Carry on the news article about Jeremy Hansen and the Artemis II mission, starting after its final sentence.

(Excerpt to read):
○ ○ ○

By Canadian Press on October 4, 2025.
LONGUEUIL — Canadian astronaut Jeremy Hansen has spent two-and-a-half years preparing for his upcoming trip to the moon and back, and he’s loved every minute of it.
“I know that after I launch and come back, I’m going to miss what I’m doing right now,” Hansen said in an interview last week about all the work ahead of the 10-day voyage set to take place in early 2026 — the first launch window opens in February.
Hansen, 49, of London, Ont., is serving as a mission specialist for the Artemis II launch, alongside veteran NASA astronauts Reid Wiseman, who will be the commander, pilot Victor Glover, and Christina Koch, the other mission specialist.
The trip will be the first voyage to the moon by astronauts since the last Apollo mission in 1972 and the first crewed mission of the Orion spacecraft. Named “Integrity” by the four crew members, the capsule will approach the moon and travel around it before returning to Earth.
Here’s five things to consider as Hansen prepares to add another chapter in Canadian space history.
“Condensed” Operations:
It’s quick trip, albeit one fraught with danger. If all goes according to plan, the crew will spend about 10 days in space, much less than the standard six-month shift for astronauts on the International Space Station, Wiseman told a recent news conference.
“When you’re going to the space station, you’re going up there for six months of hardcore science,” Wiseman said. Mission control plans everything and “you just get up as a good astronaut everyday and you get the job done.”
But the Artemis II mission includes a lot of unknowns. “There’s going to be a lot of unexpected stress, and just how we wake up every day, stay calm, keep our demeanour, focus on excellence, focus on the mission, focus on each other, respect each other’s space,” Wiseman said.
Mathieu Caron, director of astronauts, life sciences and space medicine at The Canadian Space Agency, describes the mission as “very, very condensed.” The schedule includes a detailed work plan for every crew member for all 10 days.
Tight quarters and a mission of firsts
The quartet will live in the Orion capsule with a habitable volume of 330 cubic feet, which NASA says gives the astronauts “about as much living space as two minivans.”
If the mission is successful, it will make Hansen the first non-American to travel beyond the lower-Earth orbit. Glover will become the first person of colour to enter lower-Earth orbit and Koch the first woman to do the same.
It is also Hansen’s first mission in space since being named to the corps in 2009.
Fellow Canadian astronaut Jenni Gibbons, 37 of Calgary, was appointed in November 2023 as backup to Hansen and will serve as a CAPCOM — an astronaut who acts as a go between for mission control and the spacecraft.
Capsule cuisine, with a little taste of Canada
Natalie Hirsch, project manager, operational space medicine at the CSA, says food for the Artemis II mission is carefully planned to meet the astronauts’ needs while accommodating the space and weight constraints of the Orion capsule.

○ ○ ○

(Raw data):
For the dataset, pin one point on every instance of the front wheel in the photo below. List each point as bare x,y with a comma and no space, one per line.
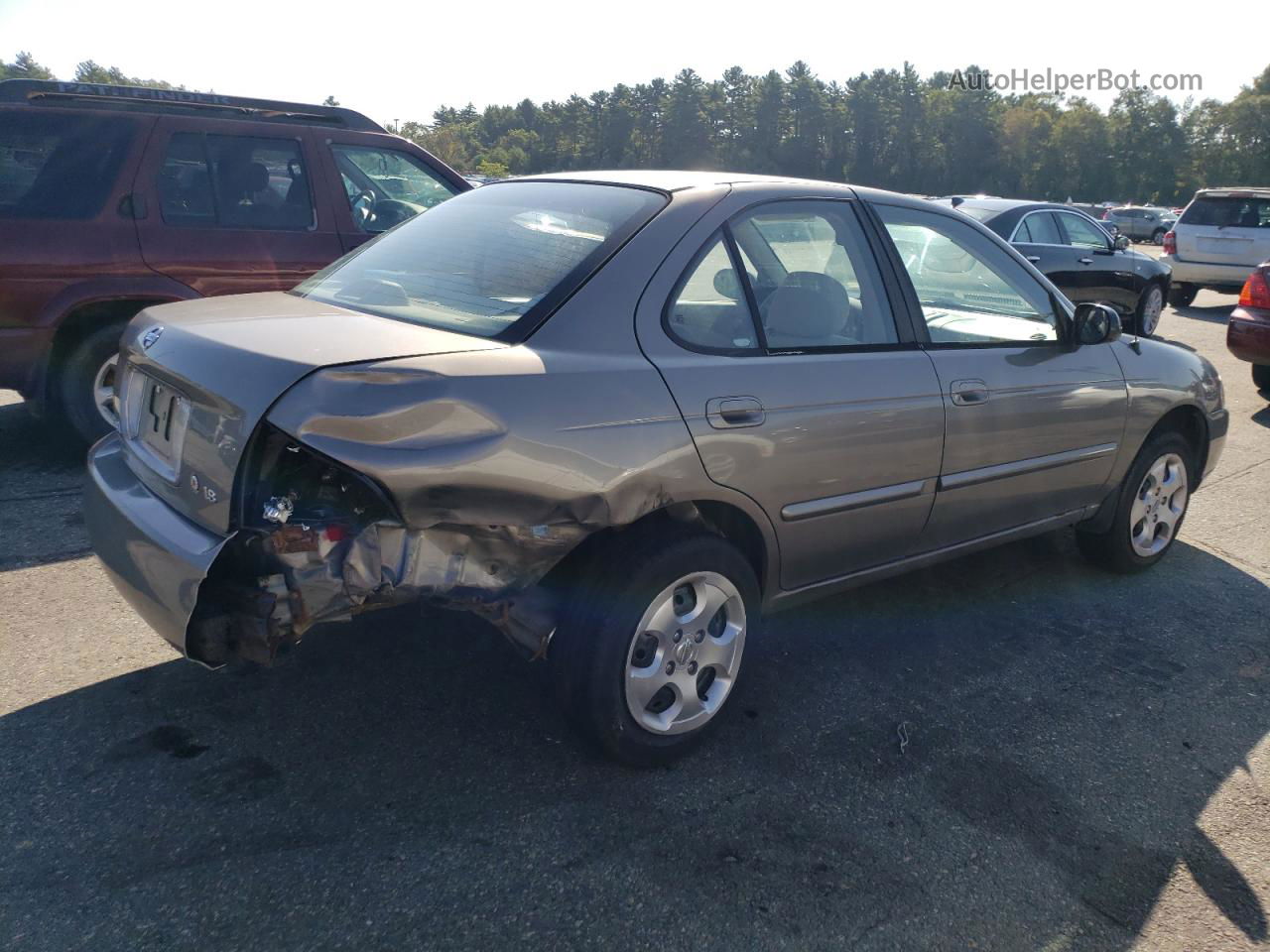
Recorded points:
651,649
1261,377
1151,304
1150,508
85,384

○ ○ ○

(Written response):
The crew will eat rehydratable supplies — items that are dehydrated and packed in bags — and also thermostabilized food, which is packed in a metallic pouch instead of a can. Canned food, NASA has decided, is too heavy for the trip.
Five Canadian products will be sent on the mission for the crew to share: pure maple syrup, a maple cookie, smoked salmon bites, shrimp curry and rice, and a super-seed cereal.
Exercise remains important
In space, the crew will be able to perform both cardiovascular exercise and resistance training using a flywheel, a compact device designed for the Orion spacecraft, Hirsch notes.
Wiseman quipped during a recent news conference that the capsule will feel more cramped when Hansen starts exercising, given his six-foot-two-inches frame. “Yeah, Canada did get more than its fair share of the volume on this mission by assigning me to this and I’ve heard it acknowledged many times, so, I’m getting a little bit conscious about my size,” Hansen joked.
In microgravity, it can be difficult to maintain a stable position, especially for astronauts who are just getting their “space legs.” The crew will have to keep track of this as they begin exercising.
Canadian Pride: moon-bound Hansen
Caron says the buzz ahead of the mission is “palpable throughout the agency,” headquartered south of Montreal. The most significant point of pride is that Artemis II marks a monumental step for Canadian space exploration.
Hansen will be carrying with him small pendants — half moons with the family birthstones, inscribed with “moon and back” — that belong to his wife and kids.
A subsequent mission, Artemis III, which will land astronauts on the moon for the first time in more than 50 years, has been delayed until at least mid-2027. NASA has said it will include a woman and a person of colour on that mission to the moon’s south pole.
The Artemis IV mission will be the first to assemble the Gateway lunar space station. The small lunar outpost that will orbit the moon will include a Canadian contribution — Canadarm 3.